- Text segment

═══

The Honorable Elton R. Mathis Waller County Criminal District Attorney 846 Sixth Street, Suite 1 Hempstead, Texas 77445
Re: Consequences resulting from the downsizing of the Waller County Appraisal District (RQ-0601-GA)
Dear Mr. Mathis:
With the 2007 enactment of House Bill 1010, the Eightieth Legislature altered the legal framework for appraising property for ad valorem taxation in taxing units located in more than one county. See Act of May 17, 2007, 80th Leg., R.S., ch. 648, §§ 1-7, 2007 Tex. Gen. Laws 1223, 1223-25 (codified at TEX. TAX CODE ANN. §§ 6.02(a)-(b), 25.17 (Vernon Supp. 2007) and TEX. EDUC. CODE ANN. §§ 41.097(a), .210(b) (Vernon Supp. 2007)). As a result of these changes, you ask "whether the Waller County Appraisal District (WCAD) will be responsible, after January 1, 2008, for litigation filed against the district involving properties outside the boundaries of Waller County, and if not, who will be responsible."1
I. Background
To provide context for your questions, we begin with a review of the framework for appraising property in taxing units located in more than one county ("multi-county taxing units") before and after the changes adopted by the Eightieth Legislature through enactment of House Bill 1010.

═══

- Records shown
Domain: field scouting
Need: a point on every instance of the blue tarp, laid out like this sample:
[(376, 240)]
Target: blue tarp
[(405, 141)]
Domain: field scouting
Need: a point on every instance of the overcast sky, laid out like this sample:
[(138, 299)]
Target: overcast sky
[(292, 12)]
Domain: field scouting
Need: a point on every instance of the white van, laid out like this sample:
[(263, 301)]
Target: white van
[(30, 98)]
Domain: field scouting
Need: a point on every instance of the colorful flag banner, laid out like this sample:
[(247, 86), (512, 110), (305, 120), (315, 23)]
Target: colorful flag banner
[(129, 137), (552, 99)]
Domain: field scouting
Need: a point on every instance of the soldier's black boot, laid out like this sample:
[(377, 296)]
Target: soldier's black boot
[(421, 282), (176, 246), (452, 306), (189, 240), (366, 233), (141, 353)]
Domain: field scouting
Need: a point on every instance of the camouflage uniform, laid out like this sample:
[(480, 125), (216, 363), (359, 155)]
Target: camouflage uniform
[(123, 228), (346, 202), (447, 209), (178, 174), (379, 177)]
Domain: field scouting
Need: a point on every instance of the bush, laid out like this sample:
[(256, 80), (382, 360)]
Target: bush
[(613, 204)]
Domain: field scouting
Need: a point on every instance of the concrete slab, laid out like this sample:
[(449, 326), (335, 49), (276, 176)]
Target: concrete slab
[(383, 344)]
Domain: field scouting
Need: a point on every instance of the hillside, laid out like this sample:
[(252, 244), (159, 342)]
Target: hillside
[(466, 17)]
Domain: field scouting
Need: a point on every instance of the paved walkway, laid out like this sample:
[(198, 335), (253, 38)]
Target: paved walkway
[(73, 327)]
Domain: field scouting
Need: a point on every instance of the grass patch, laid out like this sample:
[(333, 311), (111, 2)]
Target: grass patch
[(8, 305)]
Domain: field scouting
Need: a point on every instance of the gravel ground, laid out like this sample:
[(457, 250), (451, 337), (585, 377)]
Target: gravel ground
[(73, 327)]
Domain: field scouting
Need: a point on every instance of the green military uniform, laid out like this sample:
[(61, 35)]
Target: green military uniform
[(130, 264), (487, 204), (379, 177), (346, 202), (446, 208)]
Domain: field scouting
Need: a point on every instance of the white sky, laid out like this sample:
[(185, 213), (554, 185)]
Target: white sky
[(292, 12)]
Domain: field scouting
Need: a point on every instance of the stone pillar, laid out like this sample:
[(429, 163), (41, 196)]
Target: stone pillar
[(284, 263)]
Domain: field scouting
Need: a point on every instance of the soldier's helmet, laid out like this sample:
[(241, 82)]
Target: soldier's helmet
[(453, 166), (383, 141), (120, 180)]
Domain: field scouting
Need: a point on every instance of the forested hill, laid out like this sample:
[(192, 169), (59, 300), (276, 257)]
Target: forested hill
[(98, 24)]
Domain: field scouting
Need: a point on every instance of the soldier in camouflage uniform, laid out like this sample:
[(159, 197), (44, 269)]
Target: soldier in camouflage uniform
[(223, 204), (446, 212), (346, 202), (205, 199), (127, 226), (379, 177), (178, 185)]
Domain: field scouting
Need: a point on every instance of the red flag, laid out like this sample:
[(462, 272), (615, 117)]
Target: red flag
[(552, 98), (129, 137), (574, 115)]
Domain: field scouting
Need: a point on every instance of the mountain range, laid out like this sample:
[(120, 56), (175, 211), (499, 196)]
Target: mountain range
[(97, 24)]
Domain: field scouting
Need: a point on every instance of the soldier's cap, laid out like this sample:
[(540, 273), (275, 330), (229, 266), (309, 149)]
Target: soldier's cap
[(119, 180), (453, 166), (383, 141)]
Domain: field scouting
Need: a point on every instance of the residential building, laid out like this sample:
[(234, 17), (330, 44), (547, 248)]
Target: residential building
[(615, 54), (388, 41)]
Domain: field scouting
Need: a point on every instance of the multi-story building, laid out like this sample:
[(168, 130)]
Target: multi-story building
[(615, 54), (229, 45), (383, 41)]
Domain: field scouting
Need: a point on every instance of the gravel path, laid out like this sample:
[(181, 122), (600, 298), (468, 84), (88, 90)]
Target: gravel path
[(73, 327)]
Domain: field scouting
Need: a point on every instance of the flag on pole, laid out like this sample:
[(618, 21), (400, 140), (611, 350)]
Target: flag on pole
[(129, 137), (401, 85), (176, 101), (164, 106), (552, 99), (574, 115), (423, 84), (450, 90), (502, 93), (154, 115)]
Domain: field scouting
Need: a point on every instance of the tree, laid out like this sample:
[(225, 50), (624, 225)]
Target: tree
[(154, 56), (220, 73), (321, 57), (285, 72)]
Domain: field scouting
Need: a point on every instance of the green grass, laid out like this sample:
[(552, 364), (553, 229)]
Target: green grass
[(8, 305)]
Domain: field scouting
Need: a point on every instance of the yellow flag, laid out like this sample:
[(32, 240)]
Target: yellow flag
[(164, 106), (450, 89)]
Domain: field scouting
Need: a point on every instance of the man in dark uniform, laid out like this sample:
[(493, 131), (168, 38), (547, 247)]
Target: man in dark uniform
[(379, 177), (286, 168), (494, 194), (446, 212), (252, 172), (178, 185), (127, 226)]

═══

- Tasks for this exercise
1. Can you copy out the entire letter on the Waller County Appraisal District word for word?
2. How many lines of the records contain the word "blue"? Give only the number.

- Exercise solutions
1.
The Honorable Elton R. Mathis Waller County Criminal District Attorney 846 Sixth Street, Suite 1 Hempstead, Texas 77445
Re: Consequences resulting from the downsizing of the Waller County Appraisal District (RQ-0601-GA)
Dear Mr. Mathis:
With the 2007 enactment of House Bill 1010, the Eightieth Legislature altered the legal framework for appraising property for ad valorem taxation in taxing units located in more than one county. See Act of May 17, 2007, 80th Leg., R.S., ch. 648, §§ 1-7, 2007 Tex. Gen. Laws 1223, 1223-25 (codified at TEX. TAX CODE ANN. §§ 6.02(a)-(b), 25.17 (Vernon Supp. 2007) and TEX. EDUC. CODE ANN. §§ 41.097(a), .210(b) (Vernon Supp. 2007)). As a result of these changes, you ask "whether the Waller County Appraisal District (WCAD) will be responsible, after January 1, 2008, for litigation filed against the district involving properties outside the boundaries of Waller County, and if not, who will be responsible."1
I. Background
To provide context for your questions, we begin with a review of the framework for appraising property in taxing units located in more than one county ("multi-county taxing units") before and after the changes adopted by the Eightieth Legislature through enactment of House Bill 1010.

2. 2